● **DATASET CONTENT**
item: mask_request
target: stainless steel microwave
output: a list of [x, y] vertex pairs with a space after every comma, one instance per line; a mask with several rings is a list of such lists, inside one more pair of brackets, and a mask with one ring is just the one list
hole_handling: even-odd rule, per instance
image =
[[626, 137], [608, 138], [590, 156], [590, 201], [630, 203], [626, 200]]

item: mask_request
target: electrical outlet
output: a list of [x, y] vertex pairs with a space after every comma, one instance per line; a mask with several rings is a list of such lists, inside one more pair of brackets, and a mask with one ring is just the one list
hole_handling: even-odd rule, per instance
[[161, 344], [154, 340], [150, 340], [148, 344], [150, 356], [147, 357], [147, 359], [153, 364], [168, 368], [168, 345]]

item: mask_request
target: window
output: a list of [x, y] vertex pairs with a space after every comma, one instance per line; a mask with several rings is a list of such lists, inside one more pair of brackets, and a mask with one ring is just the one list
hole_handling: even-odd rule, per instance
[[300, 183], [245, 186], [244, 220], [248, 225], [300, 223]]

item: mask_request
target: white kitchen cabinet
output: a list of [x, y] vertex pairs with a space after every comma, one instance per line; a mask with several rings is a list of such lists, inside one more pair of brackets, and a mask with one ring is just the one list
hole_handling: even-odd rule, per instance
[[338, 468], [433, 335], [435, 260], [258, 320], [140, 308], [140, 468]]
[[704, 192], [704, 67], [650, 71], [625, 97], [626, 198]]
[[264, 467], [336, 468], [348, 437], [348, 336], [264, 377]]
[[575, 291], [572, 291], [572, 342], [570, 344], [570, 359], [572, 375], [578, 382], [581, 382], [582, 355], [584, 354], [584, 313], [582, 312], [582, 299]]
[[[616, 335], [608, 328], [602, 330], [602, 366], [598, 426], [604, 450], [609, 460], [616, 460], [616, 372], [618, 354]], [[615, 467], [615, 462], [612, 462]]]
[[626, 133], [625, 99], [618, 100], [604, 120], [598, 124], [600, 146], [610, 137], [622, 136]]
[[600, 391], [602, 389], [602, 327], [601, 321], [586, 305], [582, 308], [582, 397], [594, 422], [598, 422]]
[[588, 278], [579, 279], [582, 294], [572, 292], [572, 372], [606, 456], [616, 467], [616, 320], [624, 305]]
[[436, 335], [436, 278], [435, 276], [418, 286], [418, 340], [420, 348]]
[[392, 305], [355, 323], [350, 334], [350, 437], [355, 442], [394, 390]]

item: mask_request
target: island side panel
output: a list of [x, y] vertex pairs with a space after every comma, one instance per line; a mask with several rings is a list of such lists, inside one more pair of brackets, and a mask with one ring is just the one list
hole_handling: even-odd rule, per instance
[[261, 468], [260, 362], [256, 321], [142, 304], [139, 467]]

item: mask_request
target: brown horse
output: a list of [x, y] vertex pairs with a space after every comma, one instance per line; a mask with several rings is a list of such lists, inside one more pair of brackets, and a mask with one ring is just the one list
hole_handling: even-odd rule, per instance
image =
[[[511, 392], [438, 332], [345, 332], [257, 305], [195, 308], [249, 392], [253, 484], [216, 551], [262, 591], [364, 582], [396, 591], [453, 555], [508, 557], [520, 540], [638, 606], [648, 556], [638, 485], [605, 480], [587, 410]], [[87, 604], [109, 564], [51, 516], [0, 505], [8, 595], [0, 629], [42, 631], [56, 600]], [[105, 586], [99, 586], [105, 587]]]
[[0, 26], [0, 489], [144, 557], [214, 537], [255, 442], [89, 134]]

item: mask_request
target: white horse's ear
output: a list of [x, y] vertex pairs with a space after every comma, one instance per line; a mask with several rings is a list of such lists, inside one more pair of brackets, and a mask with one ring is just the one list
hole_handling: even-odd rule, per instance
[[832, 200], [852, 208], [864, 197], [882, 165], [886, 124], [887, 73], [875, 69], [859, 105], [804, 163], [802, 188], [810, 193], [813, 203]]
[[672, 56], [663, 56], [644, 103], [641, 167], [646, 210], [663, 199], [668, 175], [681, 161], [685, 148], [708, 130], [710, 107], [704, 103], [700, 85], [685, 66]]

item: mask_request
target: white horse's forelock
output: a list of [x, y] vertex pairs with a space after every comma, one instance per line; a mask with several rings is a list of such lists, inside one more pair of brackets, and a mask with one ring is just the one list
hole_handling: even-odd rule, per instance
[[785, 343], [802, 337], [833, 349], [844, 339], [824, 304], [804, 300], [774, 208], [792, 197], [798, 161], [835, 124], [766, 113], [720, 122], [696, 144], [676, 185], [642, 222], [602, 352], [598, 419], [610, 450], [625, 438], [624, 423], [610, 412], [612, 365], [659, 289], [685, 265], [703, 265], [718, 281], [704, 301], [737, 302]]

● **SET TASK**
Reproduce the entire listing above verbatim, line by line, with no changes of any kind.

● **WRITTEN ANSWER**
item: mask_request
target: stainless steel microwave
output: a list of [x, y] vertex pairs with a space after every comma, one instance per line; a mask with several rings is a list of such lists, inside one more pair of brackets, and a mask with one ring is just the one list
hole_handling: even-odd rule, per instance
image =
[[626, 137], [608, 138], [590, 156], [590, 201], [630, 203], [626, 200]]

item: mask_request
target: electrical outlet
output: a list of [x, y] vertex pairs with a space after every comma, one instance per line; a mask with several rings is a list of such lists, inside one more pair of brackets, and a mask with one ring is just the one list
hole_handling: even-odd rule, per instance
[[161, 344], [154, 340], [150, 340], [148, 344], [150, 356], [147, 357], [147, 359], [153, 364], [168, 368], [168, 345]]

item: mask_request
target: window
output: a list of [x, y] vertex pairs with a space after every comma, one instance per line; a mask with several rings is a list of such lists, inside one more pair of brackets, and a mask with one ring is just the one list
hole_handling: even-odd rule, per instance
[[300, 183], [245, 186], [244, 220], [248, 225], [300, 223]]

item: mask_request
target: white kitchen cabinet
output: a list of [x, y] vertex pairs with a space after every comma, one instance per line; a mask with several rings is a list of such lists, inside one more pair of brackets, and a mask with one ring is just the one list
hole_handling: even-odd rule, per instance
[[338, 468], [433, 335], [435, 260], [258, 320], [140, 308], [140, 468]]
[[704, 192], [704, 67], [650, 71], [625, 97], [626, 198]]
[[264, 467], [336, 468], [348, 437], [348, 336], [264, 377]]
[[575, 291], [572, 291], [572, 342], [570, 344], [570, 359], [572, 375], [578, 382], [581, 382], [582, 355], [584, 354], [584, 313], [582, 312], [582, 299]]
[[[616, 335], [608, 328], [602, 330], [602, 366], [598, 426], [604, 450], [609, 460], [616, 460], [616, 372], [618, 354]], [[615, 467], [615, 462], [612, 462]]]
[[626, 133], [625, 99], [618, 100], [604, 120], [598, 124], [600, 146], [610, 137], [622, 136]]
[[600, 391], [602, 389], [602, 327], [601, 321], [586, 305], [582, 308], [582, 397], [594, 422], [598, 422]]
[[588, 278], [579, 279], [582, 294], [572, 292], [572, 372], [606, 456], [616, 467], [616, 320], [624, 305]]
[[436, 335], [436, 278], [435, 276], [418, 286], [418, 340], [420, 348]]
[[392, 305], [355, 323], [350, 334], [350, 437], [355, 442], [394, 390]]

item: mask_request
target: island side panel
output: a list of [x, y] vertex pairs with a space after every comma, one instance per line; a mask with several rings is a list of such lists, inside one more pair of brackets, and a mask with one ring is just the one list
hole_handling: even-odd rule, per instance
[[261, 468], [260, 362], [256, 321], [142, 304], [139, 467]]

item: mask_request
target: brown horse
output: a list of [x, y] vertex pairs with a space after every comma, one instance per line; a mask with several rings is a list of such lists, inside one more pair of brackets, and a mask with one ring is just the one list
hole_handling: even-odd rule, per instance
image =
[[[511, 392], [438, 332], [345, 332], [257, 305], [195, 308], [249, 392], [253, 484], [216, 551], [262, 591], [364, 582], [396, 591], [453, 555], [508, 557], [520, 540], [638, 606], [648, 556], [638, 485], [605, 480], [587, 410]], [[87, 604], [109, 564], [51, 516], [0, 505], [8, 595], [0, 629], [42, 631], [56, 600]], [[105, 586], [99, 586], [105, 587]]]
[[0, 26], [0, 489], [144, 557], [214, 537], [255, 442], [89, 134]]

item: mask_request
target: white horse's ear
output: a list of [x, y] vertex pairs with a space after every comma, one instance per line; a mask with several rings is a list of such lists, inside one more pair of brackets, and a mask with one ring is just the one list
hole_handling: even-odd rule, per instance
[[832, 200], [852, 208], [864, 197], [882, 165], [886, 124], [887, 73], [875, 69], [859, 105], [804, 163], [802, 188], [810, 193], [813, 203]]
[[672, 56], [663, 56], [644, 103], [641, 167], [646, 210], [663, 199], [668, 175], [681, 161], [685, 148], [708, 130], [710, 107], [704, 103], [700, 85], [685, 66]]

item: mask_request
target: white horse's forelock
output: a list of [x, y] vertex pairs with a space after every comma, one instance per line; a mask with several rings is a list of such lists, inside one more pair of brackets, and a mask with one ring is just the one list
hole_handling: even-odd rule, per instance
[[785, 343], [802, 337], [833, 349], [844, 339], [824, 304], [804, 300], [774, 208], [792, 197], [798, 161], [835, 124], [766, 113], [720, 122], [696, 144], [676, 185], [642, 222], [602, 352], [598, 419], [610, 450], [625, 438], [624, 423], [610, 412], [612, 365], [659, 289], [685, 265], [703, 265], [718, 281], [704, 301], [737, 302]]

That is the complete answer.